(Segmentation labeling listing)
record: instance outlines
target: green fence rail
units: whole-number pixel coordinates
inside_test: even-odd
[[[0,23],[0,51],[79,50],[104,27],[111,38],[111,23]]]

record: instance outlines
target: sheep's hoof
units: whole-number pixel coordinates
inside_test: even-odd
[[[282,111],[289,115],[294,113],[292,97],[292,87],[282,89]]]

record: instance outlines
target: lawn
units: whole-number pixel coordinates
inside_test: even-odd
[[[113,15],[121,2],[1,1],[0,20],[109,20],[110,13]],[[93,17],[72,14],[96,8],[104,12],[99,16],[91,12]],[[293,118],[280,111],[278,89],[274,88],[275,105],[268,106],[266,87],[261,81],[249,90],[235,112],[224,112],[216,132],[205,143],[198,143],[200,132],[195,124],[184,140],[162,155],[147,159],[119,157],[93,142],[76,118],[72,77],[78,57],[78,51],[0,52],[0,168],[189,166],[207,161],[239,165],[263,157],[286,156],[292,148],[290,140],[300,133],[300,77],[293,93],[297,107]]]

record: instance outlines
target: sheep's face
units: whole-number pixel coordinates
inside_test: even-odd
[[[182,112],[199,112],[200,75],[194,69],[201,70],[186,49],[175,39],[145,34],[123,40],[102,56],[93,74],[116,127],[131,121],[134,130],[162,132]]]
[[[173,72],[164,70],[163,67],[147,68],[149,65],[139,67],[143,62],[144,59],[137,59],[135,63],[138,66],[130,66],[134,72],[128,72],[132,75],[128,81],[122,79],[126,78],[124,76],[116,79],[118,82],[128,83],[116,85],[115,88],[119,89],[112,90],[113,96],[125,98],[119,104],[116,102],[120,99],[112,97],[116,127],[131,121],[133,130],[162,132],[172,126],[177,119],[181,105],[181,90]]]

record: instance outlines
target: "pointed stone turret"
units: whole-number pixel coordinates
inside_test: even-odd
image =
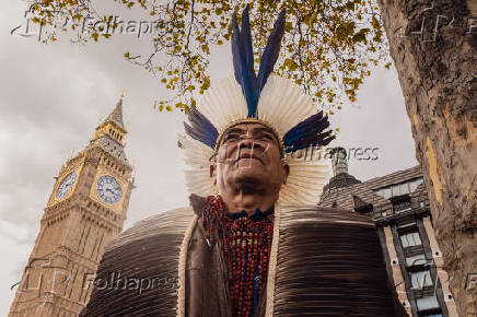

* Set problem
Copy the listing word for word, beginning at its first line and stopping after the line that contains "[[[282,111],[289,115],[294,113],[292,97],[292,87],[282,89]]]".

* Exercise solution
record: instance outlines
target: green fence rail
units: whole-number pixel coordinates
inside_test: even-odd
[[[0,23],[0,51],[79,50],[104,27],[111,38],[111,23]]]

record: instance outlines
target: sheep's hoof
units: whole-number pixel coordinates
inside_test: even-odd
[[[282,111],[289,115],[294,113],[292,97],[292,87],[282,89]]]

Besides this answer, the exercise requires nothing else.